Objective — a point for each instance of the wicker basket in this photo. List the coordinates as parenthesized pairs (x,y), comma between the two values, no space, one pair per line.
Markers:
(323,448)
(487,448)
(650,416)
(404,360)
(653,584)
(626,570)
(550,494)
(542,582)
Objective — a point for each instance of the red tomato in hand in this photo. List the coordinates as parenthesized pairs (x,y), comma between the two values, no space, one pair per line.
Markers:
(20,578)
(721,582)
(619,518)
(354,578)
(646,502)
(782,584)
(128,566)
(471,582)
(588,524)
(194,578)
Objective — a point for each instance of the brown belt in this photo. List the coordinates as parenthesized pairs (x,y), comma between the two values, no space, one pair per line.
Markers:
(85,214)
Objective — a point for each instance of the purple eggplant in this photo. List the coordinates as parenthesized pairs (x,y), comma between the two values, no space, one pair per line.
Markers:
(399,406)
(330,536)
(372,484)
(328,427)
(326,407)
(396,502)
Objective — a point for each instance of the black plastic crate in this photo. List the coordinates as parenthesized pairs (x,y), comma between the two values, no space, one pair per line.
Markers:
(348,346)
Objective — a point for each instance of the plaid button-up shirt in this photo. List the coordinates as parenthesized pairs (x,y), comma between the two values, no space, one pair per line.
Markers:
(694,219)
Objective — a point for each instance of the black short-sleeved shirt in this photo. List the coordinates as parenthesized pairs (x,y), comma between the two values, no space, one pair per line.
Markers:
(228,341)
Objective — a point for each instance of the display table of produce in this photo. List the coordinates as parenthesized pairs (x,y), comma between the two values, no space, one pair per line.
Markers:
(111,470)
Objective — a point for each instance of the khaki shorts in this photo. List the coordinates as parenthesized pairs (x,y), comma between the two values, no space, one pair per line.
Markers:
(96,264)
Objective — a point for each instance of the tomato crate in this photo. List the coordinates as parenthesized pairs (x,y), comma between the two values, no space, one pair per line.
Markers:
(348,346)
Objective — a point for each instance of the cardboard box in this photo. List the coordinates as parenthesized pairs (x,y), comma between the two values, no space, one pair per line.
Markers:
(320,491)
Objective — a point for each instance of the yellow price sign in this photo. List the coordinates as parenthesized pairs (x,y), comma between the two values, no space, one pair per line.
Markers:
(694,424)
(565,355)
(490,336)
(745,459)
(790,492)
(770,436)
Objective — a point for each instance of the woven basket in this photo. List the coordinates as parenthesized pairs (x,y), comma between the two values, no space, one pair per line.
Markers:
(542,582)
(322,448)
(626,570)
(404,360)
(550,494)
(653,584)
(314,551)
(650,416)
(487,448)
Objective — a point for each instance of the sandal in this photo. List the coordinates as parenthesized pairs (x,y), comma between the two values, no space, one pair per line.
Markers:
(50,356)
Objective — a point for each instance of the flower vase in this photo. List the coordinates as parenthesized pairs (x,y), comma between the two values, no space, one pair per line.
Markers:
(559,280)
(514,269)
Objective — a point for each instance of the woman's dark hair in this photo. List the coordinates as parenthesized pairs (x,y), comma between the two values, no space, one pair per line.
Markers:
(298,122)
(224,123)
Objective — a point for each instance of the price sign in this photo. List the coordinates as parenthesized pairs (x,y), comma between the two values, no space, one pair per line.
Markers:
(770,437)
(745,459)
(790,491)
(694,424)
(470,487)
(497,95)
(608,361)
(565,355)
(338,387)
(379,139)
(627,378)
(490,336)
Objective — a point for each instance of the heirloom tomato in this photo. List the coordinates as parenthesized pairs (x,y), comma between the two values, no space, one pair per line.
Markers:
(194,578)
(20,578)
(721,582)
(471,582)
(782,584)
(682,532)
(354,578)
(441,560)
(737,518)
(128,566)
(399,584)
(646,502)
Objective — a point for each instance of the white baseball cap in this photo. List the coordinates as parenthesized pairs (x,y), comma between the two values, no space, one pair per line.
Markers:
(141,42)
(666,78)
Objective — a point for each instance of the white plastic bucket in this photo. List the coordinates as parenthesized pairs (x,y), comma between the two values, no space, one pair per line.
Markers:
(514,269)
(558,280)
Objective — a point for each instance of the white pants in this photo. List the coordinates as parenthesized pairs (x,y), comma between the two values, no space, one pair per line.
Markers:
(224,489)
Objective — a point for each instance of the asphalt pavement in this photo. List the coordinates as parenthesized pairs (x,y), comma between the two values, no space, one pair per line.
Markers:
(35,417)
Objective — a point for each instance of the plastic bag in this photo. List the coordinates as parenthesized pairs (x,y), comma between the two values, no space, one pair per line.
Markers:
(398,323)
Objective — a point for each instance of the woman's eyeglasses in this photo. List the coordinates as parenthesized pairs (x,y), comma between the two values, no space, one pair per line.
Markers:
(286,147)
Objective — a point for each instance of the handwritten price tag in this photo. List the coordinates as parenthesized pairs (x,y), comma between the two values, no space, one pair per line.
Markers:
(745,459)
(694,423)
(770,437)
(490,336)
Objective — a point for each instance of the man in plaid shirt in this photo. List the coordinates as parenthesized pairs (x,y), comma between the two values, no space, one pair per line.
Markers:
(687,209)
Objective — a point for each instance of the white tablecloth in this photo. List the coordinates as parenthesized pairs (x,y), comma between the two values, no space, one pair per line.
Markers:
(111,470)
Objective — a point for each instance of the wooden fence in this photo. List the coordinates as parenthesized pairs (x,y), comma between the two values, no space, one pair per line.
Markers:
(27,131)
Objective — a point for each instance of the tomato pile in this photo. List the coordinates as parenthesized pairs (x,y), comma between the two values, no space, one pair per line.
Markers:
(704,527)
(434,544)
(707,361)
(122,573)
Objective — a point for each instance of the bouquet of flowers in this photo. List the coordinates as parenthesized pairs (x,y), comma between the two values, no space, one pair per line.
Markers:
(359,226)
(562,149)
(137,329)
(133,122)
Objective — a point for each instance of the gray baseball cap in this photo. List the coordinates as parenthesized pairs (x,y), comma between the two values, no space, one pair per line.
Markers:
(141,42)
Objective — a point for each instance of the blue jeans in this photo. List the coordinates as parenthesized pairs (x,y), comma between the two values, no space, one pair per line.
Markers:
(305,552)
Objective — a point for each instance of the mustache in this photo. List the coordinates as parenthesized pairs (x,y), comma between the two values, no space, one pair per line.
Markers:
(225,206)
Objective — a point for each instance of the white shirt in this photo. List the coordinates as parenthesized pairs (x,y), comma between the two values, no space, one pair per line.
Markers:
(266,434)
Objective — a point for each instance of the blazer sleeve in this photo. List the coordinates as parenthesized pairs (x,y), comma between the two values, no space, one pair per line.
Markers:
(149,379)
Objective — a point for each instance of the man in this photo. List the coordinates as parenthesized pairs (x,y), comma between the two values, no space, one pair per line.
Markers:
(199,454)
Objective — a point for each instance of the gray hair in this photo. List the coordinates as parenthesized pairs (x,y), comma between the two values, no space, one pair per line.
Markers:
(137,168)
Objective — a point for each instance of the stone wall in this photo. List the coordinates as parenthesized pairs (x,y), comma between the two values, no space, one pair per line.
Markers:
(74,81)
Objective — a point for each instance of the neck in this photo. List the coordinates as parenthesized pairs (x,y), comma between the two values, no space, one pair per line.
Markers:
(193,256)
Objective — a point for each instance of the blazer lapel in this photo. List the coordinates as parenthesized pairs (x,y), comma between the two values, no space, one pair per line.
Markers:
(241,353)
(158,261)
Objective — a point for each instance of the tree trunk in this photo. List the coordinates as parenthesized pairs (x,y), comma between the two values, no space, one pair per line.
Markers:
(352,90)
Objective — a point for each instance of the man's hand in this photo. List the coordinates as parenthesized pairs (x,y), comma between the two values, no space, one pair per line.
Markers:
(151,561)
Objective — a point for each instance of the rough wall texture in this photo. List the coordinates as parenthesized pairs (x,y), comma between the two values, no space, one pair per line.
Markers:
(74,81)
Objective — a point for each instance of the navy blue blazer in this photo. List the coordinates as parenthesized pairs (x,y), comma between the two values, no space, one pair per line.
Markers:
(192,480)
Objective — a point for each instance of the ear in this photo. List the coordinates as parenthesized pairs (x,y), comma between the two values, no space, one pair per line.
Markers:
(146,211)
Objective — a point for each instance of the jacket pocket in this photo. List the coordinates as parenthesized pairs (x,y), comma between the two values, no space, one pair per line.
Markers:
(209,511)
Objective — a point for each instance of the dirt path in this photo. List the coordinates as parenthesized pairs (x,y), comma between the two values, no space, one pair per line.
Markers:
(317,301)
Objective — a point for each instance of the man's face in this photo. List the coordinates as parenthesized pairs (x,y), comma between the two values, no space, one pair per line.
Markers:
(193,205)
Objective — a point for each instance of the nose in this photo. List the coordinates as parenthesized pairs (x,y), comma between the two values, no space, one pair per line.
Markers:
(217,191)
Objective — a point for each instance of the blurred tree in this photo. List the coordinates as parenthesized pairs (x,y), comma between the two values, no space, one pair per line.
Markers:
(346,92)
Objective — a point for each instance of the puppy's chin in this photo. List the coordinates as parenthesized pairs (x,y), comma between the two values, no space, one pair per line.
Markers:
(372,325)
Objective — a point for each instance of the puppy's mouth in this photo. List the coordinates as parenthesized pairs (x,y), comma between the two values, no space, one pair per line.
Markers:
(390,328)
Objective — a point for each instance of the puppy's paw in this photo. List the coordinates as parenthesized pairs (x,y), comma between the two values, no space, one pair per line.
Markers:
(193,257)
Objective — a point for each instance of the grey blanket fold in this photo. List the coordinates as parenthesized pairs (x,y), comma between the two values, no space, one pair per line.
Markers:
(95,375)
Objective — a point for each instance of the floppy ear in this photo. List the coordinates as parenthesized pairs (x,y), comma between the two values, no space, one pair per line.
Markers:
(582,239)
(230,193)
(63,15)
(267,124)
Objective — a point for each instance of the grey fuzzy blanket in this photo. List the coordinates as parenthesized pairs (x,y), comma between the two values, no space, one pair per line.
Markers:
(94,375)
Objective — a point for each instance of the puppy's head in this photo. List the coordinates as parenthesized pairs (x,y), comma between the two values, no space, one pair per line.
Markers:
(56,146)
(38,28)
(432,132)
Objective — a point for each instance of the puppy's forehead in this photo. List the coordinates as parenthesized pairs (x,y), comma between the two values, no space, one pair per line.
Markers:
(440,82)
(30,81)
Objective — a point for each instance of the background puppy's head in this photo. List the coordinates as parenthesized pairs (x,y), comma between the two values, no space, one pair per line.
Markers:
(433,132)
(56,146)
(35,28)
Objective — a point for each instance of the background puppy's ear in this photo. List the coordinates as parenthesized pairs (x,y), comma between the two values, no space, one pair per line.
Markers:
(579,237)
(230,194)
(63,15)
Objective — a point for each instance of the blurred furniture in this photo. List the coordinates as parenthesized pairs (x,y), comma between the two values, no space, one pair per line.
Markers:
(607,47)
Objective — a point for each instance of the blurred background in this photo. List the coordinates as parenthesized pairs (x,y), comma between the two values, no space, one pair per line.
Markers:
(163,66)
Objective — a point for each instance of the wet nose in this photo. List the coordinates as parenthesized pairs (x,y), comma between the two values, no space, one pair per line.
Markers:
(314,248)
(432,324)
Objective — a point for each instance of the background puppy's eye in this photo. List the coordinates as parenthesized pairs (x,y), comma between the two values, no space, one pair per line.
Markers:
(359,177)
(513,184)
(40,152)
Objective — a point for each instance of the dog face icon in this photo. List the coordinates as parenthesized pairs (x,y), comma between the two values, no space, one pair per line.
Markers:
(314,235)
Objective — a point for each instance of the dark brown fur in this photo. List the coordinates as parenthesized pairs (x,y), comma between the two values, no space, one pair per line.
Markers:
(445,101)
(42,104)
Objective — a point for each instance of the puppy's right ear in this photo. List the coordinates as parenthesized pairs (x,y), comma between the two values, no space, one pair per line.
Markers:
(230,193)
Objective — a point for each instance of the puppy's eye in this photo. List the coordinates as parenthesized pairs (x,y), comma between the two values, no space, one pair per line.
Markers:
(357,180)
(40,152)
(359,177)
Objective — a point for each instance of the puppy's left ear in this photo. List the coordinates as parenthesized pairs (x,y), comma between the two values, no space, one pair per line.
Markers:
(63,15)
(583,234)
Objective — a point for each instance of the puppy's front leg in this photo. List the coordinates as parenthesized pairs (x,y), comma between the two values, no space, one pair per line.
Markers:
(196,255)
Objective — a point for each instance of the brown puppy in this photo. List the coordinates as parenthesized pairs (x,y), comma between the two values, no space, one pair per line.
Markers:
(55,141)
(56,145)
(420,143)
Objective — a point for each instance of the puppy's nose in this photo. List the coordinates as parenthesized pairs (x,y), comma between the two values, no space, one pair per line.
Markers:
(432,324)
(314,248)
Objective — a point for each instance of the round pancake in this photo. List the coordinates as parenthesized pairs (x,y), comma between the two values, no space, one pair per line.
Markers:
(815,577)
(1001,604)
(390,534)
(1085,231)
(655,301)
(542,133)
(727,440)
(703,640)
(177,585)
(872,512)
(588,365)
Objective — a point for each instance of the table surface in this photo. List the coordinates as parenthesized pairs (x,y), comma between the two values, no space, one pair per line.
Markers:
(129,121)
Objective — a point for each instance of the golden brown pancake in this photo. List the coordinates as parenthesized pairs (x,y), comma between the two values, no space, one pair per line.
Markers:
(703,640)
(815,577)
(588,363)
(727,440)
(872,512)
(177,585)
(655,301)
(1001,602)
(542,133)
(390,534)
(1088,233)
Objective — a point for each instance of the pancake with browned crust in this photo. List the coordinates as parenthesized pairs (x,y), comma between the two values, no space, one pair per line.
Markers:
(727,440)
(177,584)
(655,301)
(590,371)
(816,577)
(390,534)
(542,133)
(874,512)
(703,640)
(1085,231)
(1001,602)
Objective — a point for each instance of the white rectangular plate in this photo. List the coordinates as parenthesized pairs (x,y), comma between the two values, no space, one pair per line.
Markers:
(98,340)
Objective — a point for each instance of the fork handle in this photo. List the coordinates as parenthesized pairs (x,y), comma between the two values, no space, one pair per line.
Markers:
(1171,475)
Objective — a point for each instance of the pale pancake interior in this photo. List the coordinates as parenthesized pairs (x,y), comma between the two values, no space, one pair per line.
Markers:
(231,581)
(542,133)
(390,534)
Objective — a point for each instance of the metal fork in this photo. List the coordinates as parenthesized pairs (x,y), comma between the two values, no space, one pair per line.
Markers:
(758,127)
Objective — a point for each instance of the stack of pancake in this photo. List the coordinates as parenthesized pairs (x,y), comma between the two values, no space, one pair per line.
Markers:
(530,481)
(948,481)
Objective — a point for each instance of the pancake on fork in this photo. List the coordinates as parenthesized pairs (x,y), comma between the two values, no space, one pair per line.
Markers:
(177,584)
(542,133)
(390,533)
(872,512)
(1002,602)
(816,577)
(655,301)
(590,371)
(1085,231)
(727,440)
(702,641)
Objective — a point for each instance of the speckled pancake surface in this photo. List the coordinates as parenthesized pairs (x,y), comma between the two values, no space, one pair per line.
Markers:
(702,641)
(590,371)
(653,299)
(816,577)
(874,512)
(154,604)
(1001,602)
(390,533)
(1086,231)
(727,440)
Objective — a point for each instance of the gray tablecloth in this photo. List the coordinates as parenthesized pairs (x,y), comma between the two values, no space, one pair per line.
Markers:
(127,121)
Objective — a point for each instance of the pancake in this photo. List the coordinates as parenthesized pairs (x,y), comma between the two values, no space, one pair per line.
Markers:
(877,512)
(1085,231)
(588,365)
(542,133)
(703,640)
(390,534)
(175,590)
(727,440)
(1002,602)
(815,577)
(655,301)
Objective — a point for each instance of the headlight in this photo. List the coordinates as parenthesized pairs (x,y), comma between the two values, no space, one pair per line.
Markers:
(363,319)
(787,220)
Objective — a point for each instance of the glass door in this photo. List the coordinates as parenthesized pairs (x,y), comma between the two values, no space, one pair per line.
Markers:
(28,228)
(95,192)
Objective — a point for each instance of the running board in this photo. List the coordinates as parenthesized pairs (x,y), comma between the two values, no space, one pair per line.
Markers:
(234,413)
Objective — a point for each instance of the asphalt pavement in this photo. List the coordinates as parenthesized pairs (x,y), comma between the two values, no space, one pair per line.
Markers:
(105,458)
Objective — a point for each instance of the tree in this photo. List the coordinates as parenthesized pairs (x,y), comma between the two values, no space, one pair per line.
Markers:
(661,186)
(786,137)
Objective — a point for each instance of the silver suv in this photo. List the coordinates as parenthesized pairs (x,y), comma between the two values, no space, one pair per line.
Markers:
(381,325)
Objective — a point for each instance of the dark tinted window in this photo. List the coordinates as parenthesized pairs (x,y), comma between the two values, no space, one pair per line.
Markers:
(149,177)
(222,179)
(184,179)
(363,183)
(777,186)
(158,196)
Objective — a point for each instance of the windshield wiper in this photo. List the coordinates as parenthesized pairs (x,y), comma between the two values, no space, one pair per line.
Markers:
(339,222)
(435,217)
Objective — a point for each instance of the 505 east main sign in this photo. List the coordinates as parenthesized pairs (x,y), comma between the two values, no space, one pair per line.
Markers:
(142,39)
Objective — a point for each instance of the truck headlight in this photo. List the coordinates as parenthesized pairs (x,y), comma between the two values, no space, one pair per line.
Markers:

- - - - -

## Goal of the exercise:
The required output is the span of lines from the one containing "Objective — a point for each instance of the glass" to the last line, reproduced character for character.

## Solution below:
Objective — a point for each instance of the glass door in this photo. List the coordinates as parenthesized pairs (x,y), comma between the two values, no space, one pair per line.
Markers:
(28,228)
(95,192)
Objective — a point for each instance of the running board in this photo. List the coordinates as parenthesized pairs (x,y), comma between the two values, no space, one pair per line.
Markers:
(234,413)
Objective — a point for each instance of the asphalt pavement in this photo. List the coordinates as parenthesized pairs (x,y), comma between the two values, no space, one pair per line.
Markers:
(105,458)
Objective — a point for each instance of the tree in this photo. List the coordinates as parenthesized pairs (x,y), comma between the two values, no space, one pair per line.
Markers:
(661,186)
(786,137)
Objective — a point for each instance of the silver suv in this photo. List the coordinates as parenthesized pairs (x,y), comma between the two values, no space, one pair per line.
Markers:
(381,325)
Objective — a point for each instance of the dark tinted window in this photo. List the coordinates as parenthesized pairs (x,y), comma between the two values, no space, one pair per line.
Markers:
(149,177)
(222,179)
(184,179)
(363,183)
(777,186)
(158,196)
Objective — a point for each instance of the windshield wiper in this photo. List the coordinates as parenthesized pairs (x,y), comma between the two values, no space, one pair per line.
Markers:
(339,222)
(435,217)
Objective — a point for each instance of the 505 east main sign in this photo. List the coordinates as parenthesized pairs (x,y), comma between the two values, no space, one pair per line.
Markers:
(142,39)
Objective — a point for each instance of the truck headlight in this photo. List the coordinates as parenthesized pairs (x,y), comma between the two values, no space, one pair per line.
Markers:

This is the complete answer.